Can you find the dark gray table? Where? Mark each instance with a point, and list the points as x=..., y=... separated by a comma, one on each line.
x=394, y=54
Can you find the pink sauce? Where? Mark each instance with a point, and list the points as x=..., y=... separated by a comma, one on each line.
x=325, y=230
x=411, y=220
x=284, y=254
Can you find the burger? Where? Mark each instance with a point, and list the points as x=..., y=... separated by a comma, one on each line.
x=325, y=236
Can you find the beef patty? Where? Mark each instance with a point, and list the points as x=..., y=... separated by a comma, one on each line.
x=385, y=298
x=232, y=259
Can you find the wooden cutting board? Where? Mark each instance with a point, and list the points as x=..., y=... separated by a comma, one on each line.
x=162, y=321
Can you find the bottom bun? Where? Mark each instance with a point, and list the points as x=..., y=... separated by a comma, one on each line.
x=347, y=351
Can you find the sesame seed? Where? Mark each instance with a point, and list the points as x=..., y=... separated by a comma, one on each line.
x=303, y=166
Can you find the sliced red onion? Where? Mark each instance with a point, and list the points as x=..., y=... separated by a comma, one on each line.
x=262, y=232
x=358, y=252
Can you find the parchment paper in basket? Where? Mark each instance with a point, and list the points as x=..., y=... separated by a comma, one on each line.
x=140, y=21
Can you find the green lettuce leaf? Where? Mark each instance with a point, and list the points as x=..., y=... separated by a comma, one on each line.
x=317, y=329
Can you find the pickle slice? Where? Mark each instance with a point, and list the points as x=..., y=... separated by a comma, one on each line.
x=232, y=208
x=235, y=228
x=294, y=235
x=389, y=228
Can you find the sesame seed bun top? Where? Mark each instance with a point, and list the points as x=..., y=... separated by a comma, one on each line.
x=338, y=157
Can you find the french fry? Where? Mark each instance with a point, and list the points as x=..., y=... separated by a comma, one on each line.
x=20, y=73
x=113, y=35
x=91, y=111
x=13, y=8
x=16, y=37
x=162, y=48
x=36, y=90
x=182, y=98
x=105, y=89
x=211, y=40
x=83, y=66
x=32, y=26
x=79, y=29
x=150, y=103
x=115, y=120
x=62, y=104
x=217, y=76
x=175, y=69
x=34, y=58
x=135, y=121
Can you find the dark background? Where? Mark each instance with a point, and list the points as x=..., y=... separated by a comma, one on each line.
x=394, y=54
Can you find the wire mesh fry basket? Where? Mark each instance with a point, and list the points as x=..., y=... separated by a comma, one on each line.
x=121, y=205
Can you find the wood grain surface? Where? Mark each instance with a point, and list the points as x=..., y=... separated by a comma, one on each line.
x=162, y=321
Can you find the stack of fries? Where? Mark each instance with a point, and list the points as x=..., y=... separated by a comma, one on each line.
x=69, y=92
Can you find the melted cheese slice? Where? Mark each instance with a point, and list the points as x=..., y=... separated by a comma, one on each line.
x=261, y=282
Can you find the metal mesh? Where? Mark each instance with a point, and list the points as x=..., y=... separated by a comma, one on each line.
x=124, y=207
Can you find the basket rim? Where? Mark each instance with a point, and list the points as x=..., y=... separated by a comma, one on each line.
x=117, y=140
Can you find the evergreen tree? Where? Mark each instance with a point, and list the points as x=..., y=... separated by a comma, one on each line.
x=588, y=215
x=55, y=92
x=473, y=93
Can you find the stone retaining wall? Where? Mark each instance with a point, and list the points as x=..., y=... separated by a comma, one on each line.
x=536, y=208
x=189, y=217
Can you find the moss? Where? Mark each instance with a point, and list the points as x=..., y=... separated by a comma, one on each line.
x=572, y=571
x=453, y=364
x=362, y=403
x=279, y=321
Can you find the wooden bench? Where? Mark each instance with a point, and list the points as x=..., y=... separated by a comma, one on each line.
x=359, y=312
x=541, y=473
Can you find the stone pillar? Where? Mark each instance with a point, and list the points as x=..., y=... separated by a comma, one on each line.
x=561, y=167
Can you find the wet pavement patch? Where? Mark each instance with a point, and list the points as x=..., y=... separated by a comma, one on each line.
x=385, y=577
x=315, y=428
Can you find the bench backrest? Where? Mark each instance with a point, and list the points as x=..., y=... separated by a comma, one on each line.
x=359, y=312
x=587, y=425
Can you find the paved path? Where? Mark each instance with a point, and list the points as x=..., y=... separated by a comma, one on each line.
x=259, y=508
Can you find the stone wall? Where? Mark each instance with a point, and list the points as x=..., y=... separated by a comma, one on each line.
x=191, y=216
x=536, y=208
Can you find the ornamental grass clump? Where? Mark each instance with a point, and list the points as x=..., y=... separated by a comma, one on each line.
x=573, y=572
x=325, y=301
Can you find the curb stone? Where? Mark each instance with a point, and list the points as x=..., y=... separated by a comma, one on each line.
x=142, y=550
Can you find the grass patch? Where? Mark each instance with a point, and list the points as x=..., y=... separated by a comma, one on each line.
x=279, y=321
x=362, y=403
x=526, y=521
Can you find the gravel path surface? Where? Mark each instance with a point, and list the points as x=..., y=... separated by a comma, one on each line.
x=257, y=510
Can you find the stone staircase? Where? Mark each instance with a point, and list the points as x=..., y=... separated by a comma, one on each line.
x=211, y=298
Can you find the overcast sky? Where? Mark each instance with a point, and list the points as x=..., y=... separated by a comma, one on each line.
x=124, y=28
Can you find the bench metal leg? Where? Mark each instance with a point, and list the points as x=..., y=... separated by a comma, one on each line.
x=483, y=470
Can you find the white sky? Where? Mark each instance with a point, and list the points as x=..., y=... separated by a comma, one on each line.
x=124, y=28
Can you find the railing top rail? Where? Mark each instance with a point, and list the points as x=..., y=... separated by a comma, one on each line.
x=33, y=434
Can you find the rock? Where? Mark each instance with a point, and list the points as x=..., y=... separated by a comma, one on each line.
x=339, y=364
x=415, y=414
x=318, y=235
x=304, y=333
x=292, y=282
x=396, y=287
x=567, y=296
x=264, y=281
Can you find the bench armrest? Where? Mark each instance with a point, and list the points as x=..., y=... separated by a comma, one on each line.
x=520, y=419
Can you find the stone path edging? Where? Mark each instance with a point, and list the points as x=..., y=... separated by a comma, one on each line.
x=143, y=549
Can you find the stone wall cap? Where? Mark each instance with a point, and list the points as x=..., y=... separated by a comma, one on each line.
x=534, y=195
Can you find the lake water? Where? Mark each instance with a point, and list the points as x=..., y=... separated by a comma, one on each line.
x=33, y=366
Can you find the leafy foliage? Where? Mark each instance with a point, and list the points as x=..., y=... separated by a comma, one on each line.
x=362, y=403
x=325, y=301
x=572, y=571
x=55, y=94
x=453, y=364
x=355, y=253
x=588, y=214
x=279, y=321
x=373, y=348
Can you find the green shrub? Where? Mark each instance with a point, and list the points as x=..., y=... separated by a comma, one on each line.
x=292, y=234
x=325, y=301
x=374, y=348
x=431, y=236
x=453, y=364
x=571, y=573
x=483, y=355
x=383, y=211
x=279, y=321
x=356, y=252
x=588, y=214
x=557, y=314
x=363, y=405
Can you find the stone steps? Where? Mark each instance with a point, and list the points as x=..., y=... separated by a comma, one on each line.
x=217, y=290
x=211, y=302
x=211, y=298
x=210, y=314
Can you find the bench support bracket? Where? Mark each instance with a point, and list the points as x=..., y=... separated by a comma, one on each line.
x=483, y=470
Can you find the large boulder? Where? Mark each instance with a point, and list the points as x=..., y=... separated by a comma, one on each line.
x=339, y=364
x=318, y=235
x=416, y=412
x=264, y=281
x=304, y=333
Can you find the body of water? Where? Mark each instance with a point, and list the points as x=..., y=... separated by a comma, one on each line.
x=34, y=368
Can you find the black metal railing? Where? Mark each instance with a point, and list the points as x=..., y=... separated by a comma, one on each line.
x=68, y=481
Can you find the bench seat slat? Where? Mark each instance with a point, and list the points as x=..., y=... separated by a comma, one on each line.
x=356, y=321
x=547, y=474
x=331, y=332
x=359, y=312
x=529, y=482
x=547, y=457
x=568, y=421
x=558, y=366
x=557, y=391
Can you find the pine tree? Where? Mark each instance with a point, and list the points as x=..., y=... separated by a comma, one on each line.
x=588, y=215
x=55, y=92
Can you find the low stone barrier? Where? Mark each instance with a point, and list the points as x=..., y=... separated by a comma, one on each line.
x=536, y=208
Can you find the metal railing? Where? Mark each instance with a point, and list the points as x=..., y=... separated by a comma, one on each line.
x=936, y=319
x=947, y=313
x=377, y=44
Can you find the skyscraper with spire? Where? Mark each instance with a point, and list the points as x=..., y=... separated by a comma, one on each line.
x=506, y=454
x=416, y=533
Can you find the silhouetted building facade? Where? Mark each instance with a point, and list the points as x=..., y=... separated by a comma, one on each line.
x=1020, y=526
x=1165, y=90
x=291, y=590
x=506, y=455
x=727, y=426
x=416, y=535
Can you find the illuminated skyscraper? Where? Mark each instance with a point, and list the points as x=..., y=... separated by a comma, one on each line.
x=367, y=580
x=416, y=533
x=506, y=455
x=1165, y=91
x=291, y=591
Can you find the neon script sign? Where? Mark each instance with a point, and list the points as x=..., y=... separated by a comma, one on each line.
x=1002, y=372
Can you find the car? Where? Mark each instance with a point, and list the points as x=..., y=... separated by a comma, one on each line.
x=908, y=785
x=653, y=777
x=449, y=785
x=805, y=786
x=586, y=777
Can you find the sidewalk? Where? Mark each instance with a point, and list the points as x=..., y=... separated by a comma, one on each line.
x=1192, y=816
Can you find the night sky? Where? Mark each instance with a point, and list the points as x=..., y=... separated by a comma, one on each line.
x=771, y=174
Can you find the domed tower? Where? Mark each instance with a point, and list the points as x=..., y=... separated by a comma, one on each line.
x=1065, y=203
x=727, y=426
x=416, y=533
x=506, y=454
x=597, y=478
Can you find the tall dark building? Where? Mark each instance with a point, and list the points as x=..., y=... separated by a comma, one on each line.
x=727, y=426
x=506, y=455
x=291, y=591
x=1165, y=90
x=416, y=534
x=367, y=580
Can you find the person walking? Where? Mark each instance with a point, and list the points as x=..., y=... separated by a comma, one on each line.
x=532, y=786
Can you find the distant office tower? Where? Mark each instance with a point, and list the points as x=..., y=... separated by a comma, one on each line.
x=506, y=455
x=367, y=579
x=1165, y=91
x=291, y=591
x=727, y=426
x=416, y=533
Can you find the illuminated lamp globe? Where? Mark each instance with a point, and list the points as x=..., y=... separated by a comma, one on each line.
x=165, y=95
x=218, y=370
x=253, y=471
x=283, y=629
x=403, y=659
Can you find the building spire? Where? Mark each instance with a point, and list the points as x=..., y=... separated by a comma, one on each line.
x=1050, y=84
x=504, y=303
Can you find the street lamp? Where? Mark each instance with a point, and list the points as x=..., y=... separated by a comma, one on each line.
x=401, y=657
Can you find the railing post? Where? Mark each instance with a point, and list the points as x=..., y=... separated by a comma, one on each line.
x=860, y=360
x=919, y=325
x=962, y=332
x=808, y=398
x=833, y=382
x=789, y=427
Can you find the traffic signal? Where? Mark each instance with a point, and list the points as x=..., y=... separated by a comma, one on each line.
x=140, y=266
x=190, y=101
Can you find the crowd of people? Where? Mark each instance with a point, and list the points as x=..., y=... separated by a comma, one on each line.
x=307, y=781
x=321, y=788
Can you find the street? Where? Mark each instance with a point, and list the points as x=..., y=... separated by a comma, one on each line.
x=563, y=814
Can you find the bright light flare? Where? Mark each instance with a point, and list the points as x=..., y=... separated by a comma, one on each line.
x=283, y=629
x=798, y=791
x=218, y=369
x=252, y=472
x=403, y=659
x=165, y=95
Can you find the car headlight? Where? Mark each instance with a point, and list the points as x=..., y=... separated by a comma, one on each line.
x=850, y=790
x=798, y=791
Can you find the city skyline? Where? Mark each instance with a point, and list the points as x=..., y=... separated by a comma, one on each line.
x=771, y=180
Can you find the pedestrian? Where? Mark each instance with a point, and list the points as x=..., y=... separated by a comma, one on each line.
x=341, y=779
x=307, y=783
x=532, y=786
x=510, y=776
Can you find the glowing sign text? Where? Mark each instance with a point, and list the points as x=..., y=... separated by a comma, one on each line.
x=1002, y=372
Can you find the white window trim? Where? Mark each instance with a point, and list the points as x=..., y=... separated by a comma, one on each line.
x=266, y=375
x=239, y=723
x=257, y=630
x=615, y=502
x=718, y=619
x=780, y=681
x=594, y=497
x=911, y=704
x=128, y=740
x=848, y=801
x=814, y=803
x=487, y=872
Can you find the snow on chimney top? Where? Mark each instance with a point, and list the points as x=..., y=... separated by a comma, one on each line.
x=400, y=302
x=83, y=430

YOUR GOAL: Please write out only the lines from the one containing "Can you find the car headlight?" to the end of the records above, exactly, both ends included.

ANSWER TO THIS EXERCISE:
Can you find the car headlight? Where? Mark each instance with a point, and list the points as x=..., y=... separated by a comma, one on each line.
x=850, y=790
x=798, y=791
Can you find the city skyline? Where? Mark each instance with a point, and list the points as x=..., y=... separated by a comma, one on each line.
x=771, y=180
Can you find the pedestrian? Where? Mark each instance with a point, and list the points as x=..., y=... separated by a comma, one on each line.
x=341, y=779
x=307, y=783
x=532, y=786
x=510, y=776
Can you find the glowing sign text? Where? Mark each instance with a point, and list the points as x=..., y=... separated by a comma, one on each line.
x=1002, y=372
Can you find the white window trim? Where? Mark each instance with a point, and list the points as x=..., y=... separated by a comma, one on each line.
x=266, y=375
x=239, y=723
x=257, y=630
x=615, y=502
x=718, y=619
x=780, y=681
x=594, y=497
x=911, y=704
x=128, y=740
x=848, y=801
x=814, y=803
x=487, y=872
Can you find the snow on chimney top? Where? Mark each instance with a point, and list the points as x=..., y=... separated by a comma, one on each line.
x=400, y=302
x=83, y=430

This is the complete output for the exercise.